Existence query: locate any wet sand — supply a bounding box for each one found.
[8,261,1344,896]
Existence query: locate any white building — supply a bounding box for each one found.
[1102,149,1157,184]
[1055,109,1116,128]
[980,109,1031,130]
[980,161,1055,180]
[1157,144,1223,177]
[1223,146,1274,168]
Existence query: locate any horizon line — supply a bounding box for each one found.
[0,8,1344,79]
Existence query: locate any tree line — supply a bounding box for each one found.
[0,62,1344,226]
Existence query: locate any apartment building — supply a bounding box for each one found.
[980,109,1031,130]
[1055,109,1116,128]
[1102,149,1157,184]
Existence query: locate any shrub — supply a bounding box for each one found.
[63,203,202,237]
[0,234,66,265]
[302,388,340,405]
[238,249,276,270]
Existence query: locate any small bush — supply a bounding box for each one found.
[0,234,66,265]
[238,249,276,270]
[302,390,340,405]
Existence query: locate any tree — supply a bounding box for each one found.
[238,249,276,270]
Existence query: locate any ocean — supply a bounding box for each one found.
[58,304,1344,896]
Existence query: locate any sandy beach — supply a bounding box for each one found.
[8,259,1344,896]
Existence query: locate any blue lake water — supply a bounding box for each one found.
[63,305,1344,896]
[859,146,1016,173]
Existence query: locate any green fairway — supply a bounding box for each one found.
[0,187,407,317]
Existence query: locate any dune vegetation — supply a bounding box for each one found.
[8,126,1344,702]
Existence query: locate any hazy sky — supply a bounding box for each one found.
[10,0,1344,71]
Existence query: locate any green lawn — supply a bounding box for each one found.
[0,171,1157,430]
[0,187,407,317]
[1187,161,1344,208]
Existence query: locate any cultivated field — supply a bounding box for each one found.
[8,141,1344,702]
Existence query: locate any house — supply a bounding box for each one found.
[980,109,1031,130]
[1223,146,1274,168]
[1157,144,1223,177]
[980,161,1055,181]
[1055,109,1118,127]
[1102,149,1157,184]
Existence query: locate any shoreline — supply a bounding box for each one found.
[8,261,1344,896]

______

(Requirements)
Write out the material as a numbered list, starting with the line that contains "Existence query: locate any sandy" and going on through the line that contains "[859,146,1016,173]", and leave out any blank lines.

(Answer to this problem)
1. Existence query: locate any sandy beach — supply a bounding box for each one found.
2. [8,259,1344,896]
3. Existence query: locate any blue lake water — supply a bounding box for each one found.
4. [63,305,1344,896]
5. [859,146,1016,173]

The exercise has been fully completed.